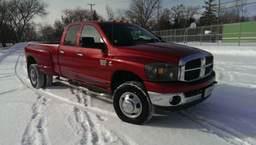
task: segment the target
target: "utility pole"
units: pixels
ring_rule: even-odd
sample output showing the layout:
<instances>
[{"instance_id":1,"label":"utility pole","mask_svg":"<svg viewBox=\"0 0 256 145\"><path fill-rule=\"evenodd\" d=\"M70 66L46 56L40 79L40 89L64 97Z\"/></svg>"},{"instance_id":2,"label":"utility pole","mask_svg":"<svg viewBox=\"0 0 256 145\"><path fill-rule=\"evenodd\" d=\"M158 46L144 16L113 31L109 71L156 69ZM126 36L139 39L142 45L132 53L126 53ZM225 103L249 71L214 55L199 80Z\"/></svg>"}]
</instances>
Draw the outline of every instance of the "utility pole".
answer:
<instances>
[{"instance_id":1,"label":"utility pole","mask_svg":"<svg viewBox=\"0 0 256 145\"><path fill-rule=\"evenodd\" d=\"M217 27L218 27L218 30L217 30L217 36L216 37L216 42L218 43L218 46L219 46L219 33L220 32L220 30L219 30L220 29L220 27L219 27L219 23L220 20L220 8L221 6L221 0L219 0L219 9L218 10L218 21L217 21Z\"/></svg>"},{"instance_id":2,"label":"utility pole","mask_svg":"<svg viewBox=\"0 0 256 145\"><path fill-rule=\"evenodd\" d=\"M158 33L159 33L159 26L158 25L159 25L159 4L160 4L161 3L159 2L158 3L158 6L157 7L157 35L158 35Z\"/></svg>"},{"instance_id":3,"label":"utility pole","mask_svg":"<svg viewBox=\"0 0 256 145\"><path fill-rule=\"evenodd\" d=\"M219 25L219 17L220 17L220 7L221 6L221 0L219 0L219 9L218 10L218 22L217 22L217 25Z\"/></svg>"},{"instance_id":4,"label":"utility pole","mask_svg":"<svg viewBox=\"0 0 256 145\"><path fill-rule=\"evenodd\" d=\"M88 5L91 5L91 20L93 20L93 6L95 6L95 4L88 4Z\"/></svg>"}]
</instances>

□ □ □ □ □ □ □

Task description:
Gather every line of the listing above that contains the string "target". Letter case must match.

Output of the task:
task: segment the target
target: "utility pole"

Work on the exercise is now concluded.